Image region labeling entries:
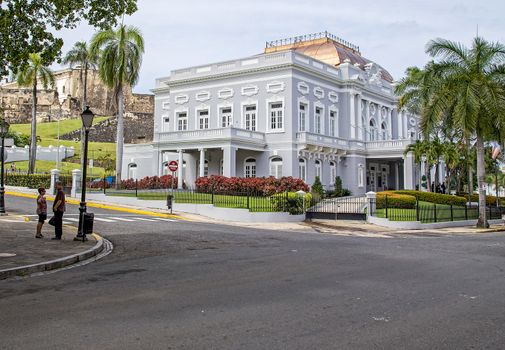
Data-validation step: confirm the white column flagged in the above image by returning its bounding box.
[70,169,81,197]
[395,162,400,190]
[177,149,184,189]
[363,101,370,141]
[199,148,205,177]
[388,108,393,140]
[357,94,363,140]
[403,113,410,139]
[49,169,60,195]
[223,146,237,177]
[396,111,403,140]
[349,91,357,139]
[403,152,415,190]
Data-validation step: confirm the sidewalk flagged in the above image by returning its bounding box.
[0,214,103,280]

• _Work to do_:
Rewrite the lines above as a two-column CSV with the headers "text" and "answer". Give one row for each line of text and the answer that follows it, put each value in its own quoted field with line breaks replaced by spaces, and leave the pictures out.

• _Answer below_:
text,answer
"Data-validation step: confirm the white column flagged in the above image by returning its bounding box.","[70,169,81,197] [395,162,400,190] [177,149,184,189] [363,101,370,141] [199,148,205,177] [388,108,393,140] [357,94,363,140] [403,113,410,139] [49,169,60,195] [223,146,237,177] [396,111,403,140] [349,91,357,139] [403,152,415,190]"
"Data-validation step: confirm the sidewalk flagged in the above image by returning its bounding box.","[0,214,103,280]"